I was born and brought up in Greenock, the main town of the constituency of Inverclyde. As a child it was just my home town. My main memory of the school trips to the local James Watt Museum was walking a friend, eyes closed, past the snarling stuffed bear, and certainly little of our colonial history. I never thought twice about the names of some of the streets I walked down—Jamaica Street, Antigua Street, Virginia Street—or what some of the merchants who built some of the larger houses in the town might have traded in.

Hidden in plain sight was another history of the place where I was growing up, because Greenock, like other ports, sadly played its part in the Atlantic slave trade. It was a port where traders carrying goods like iron and guns would depart to west Africa. These goods would be traded for enslaved people who were then transported to the Americas and sold in exchange for goods like sugar. As a child, the only sugar I was aware of in relation to Greenock was the Tate & Lyle refinery, and the wreck of the sugar boat MV Captayannis in the Firth of Clyde —the water was supposed to taste sweet round about it. That sugar was transported to the refineries of Greenock, and the warehouse, the Sugar Shed, still stands to this day.

That sugar, and the rum and tobacco, made some incredibly wealthy, but that wealth was not just kept in the pockets of the traders and their families: it is important that we acknowledge that it enriched all Scots and all parts of the UK. This was recently highlighted by the excellent blog and Twitter account, @WeirdScotland. Much of the philanthropy of the 18th and 19th centuries in Scotland, a lot of which admirably focused on promoting access to education, which we have talked about a lot today, was in fact funded by the slave trade. For example, the Royal Academy in Tain, in the constituency of my hon. Friend the Member for Caithness, Sutherland and Easter Ross (Jamie Stone), was opened in 1813 by Hugh Rose Ross of Glastullich, a slaver funded by £175,000, in today’s money, from donors in the Caribbean.

Entries from a point annotation set
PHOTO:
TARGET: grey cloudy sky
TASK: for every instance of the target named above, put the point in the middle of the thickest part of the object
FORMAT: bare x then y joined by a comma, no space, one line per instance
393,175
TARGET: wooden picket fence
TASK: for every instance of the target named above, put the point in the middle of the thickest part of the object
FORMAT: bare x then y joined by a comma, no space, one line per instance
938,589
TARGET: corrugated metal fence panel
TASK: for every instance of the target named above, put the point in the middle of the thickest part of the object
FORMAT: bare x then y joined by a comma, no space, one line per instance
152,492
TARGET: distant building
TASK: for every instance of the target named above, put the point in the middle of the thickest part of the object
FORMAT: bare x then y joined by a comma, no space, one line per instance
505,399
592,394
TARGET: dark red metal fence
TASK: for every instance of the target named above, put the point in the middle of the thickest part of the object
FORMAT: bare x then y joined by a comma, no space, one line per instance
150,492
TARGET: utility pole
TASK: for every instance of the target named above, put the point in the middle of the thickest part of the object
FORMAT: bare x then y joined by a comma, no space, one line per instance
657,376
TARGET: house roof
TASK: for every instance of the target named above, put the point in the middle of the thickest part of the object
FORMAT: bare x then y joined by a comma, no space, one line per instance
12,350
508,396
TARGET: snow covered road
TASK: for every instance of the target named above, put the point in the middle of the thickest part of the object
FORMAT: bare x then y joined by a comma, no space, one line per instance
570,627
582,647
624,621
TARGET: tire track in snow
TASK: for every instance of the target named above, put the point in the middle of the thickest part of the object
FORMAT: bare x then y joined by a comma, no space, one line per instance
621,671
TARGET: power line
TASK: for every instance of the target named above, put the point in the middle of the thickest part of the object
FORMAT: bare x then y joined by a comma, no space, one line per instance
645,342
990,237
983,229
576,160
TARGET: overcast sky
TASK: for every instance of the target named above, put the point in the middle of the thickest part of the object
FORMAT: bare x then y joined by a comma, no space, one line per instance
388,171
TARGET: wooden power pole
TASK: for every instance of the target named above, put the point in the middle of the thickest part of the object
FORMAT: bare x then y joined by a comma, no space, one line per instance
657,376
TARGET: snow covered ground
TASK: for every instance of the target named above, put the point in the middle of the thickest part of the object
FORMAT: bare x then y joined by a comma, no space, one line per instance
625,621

→ **OBJECTIVE**
Can you carry on the speech about Greenock and the Atlantic slave trade from its last sentence?

→ **FINAL ANSWER**
It is not just our places or our institutions but our people who have deep-rooted connections to the slave trade. The most famous Greenockian other than Victor Meldrew is James Watt. His father was a slave trader. While Watt did eventually argue for abolition, there is no doubt that he benefited from his father’s wealth, and sold steam engines to plantations in the Caribbean. I highlight Shaun Kavanagh’s excellent piece on Greenock’s role in the slave trade, where he says:

“In Greenock, we live in the shadow of slavery every day.”

How many people walk along the streets of Greenock, Glasgow, Edinburgh and elsewhere and fail to connect the dots—to realise the wealth realised via the slave trade?

Even Scotland’s bard, Robert Burns, in dire financial straits, accepted a job as part of a team of white overseers on a plantation in Jamaica. As Clark McGinn has outlined, being a bookkeeper was as much about managing the assets as the numbers. Burns would have had a daily interface with the truth of slavery, from assisting in purchases through to recording punishments and deaths—and an ambitious young man might seek advancement by volunteering to be more hands on. The publication of Burns’s poems, to instant acclaim, prevented his emigration and that future, but his story demonstrates how slavery permeated every part of Scottish life at that time.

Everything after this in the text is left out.